= Extract to read =
Suicide Assessment and Prevention in Early Psychosis

Presentation Recording

Presentation Materials

Presentation Slides

ASQ NIH Screening Tool

C-SSRS Baseline Screening Tool

C-SSRS Baseline Screening Tool - Spanish Version

Patient Safety Plan Template

SAFE-T Handout

Suicide Behaviors Questionnaire - Revised (SBQ-R)


Presentation Summary

This presentation occurred during the 2022 South Southwest MHTTC First Episode Psychosis conference on June 2nd. Dr. Tara Niendam facilitated this keynote session.

Presentation Summary: Risk for self-harm behaviors is high in early psychosis populations; therefore, all clinical programs need a protocol for risk assessment and management that begins at first client contact and is maintained over time. This presentation provided an overview of suicide rates in the US, an approach to assessing risk and protective factors, and an introduction to the CSSRS – the gold-standard tool for suicide ideation and behavior. The presentation will also briefly covered methods for addressing suicide, including the Safety Plan Protocol.


About the Speaker

Dr. Tara Niendam (she/her/hers)

Associate Professor and Vice Chair of Research

Department of Psychiatry and Behavioral Science at the University of California, Davis

 

Dr. Niendam is an Associate Professor and Vice Chair of Research in Department of Psychiatry and Behavioral Science at the University of California, Davis. She completed her Ph.D. in Clinical Psychology at the University of California, Los Angeles. She is the Executive Director of the UC Davis Early Psychosis Programs (EDAPT and SacEDAPT Clinics) and has developed 4 early psychosis programs in Northern California based on the coordinated specialty care model of early psychosis. Her research focuses on improving clinical and functional outcomes for youth with serious mental illness, with a focus on mobile health technology. She is the Principal Investigator for the Early Psychosis Intervention Network of California, or EPI-CAL, which is part of the new NIMH-funding EPI-NET program. EPI-CAL links multiple county-and university-based EP programs to bring client-level data to the clinician’s fingertips, and enable large scale data-driven approaches to improve outcomes for EP care. She also directs the EPI-CAL affiliated Training and Technical Assistance Center, which seeks to bring evidence based early psychosis care to all Californians. Within both clinical and research contexts, Dr. Niendam has worked to amplify the need for high-quality suicide risk assessment and management protocols, as this is critical to reducing high suicide rates for individuals with serious mental illness.

 

Positionality Statement: I come to this work from both personal and family experiences. Within the psychosis space, my family supported loved ones who experienced psychotic symptoms as part of bipolar disorder. I was raised by a single mom in a small, rural town in Kentucky, where mental health services were nonexistent for lower-middle class families like mine, and the stigma against mental health prevented us from seeking help anyway. In the realm of suicide, I have lost friends and consumers in my clinics to suicide and experienced the unbearable pain and unrelenting “what-if” questions. I believe we can do better, hence my passion for speaking about suicide and pushing our field toward incorporating high-quality approaches. I identify as a white, cisgender, heterosexual woman, a mother, a wife and a clinician-scientist. I am a consumer of mental health services. I am strongly committed to DEIA and seek to amplify the voices of marginalized communities in all areas of my work. Consumer and support person voices are present in both my research and clinical work.

= What you have to do =
From the page on suicide assessment in early psychosis, copy word for word the passage that begins with "Presentation Summary: Risk" and ends with "Safety Plan Protocol.".

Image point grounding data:
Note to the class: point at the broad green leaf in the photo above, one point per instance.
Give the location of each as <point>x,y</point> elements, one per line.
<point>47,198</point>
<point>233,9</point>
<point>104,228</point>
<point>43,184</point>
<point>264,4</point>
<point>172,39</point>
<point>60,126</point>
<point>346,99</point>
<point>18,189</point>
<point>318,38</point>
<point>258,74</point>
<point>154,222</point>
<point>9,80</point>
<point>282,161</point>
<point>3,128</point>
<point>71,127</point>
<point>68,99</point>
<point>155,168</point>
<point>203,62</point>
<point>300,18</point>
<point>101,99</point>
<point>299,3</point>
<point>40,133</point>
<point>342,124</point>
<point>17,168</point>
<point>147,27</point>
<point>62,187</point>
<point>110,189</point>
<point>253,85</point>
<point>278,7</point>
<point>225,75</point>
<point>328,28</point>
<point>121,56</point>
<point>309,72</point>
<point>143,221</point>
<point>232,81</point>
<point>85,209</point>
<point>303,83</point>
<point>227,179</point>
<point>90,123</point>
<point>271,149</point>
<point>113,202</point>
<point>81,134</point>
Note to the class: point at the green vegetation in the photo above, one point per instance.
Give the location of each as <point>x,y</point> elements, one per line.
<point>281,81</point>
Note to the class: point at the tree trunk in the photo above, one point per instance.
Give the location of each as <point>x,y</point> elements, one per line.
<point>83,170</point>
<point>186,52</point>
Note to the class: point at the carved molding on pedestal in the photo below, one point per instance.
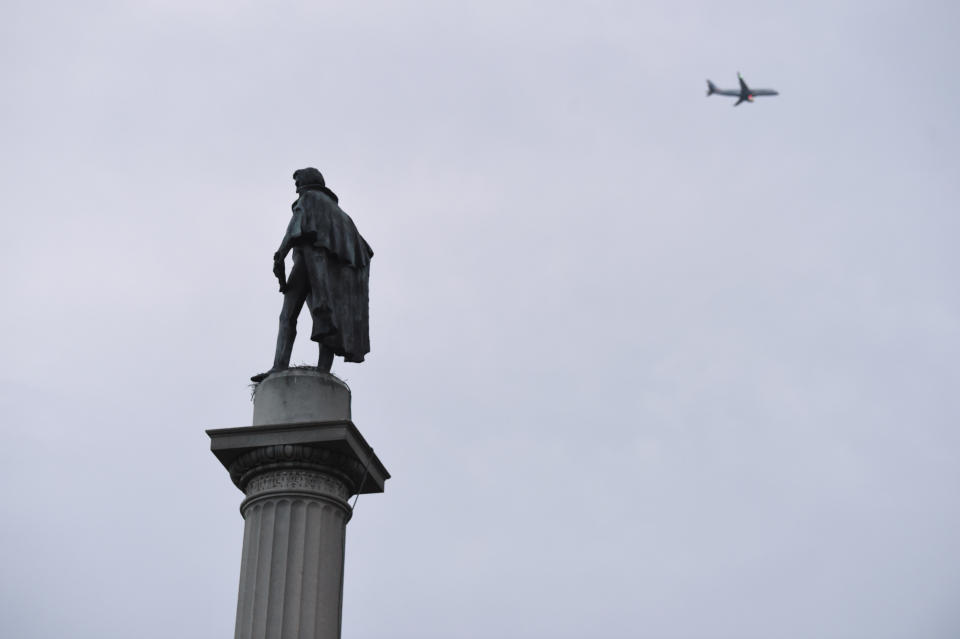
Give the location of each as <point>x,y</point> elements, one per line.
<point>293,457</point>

= Exercise answer =
Presentation Summary: Risk for self-harm behaviors is high in early psychosis populations; therefore, all clinical programs need a protocol for risk assessment and management that begins at first client contact and is maintained over time. This presentation provided an overview of suicide rates in the US, an approach to assessing risk and protective factors, and an introduction to the CSSRS – the gold-standard tool for suicide ideation and behavior. The presentation will also briefly covered methods for addressing suicide, including the Safety Plan Protocol.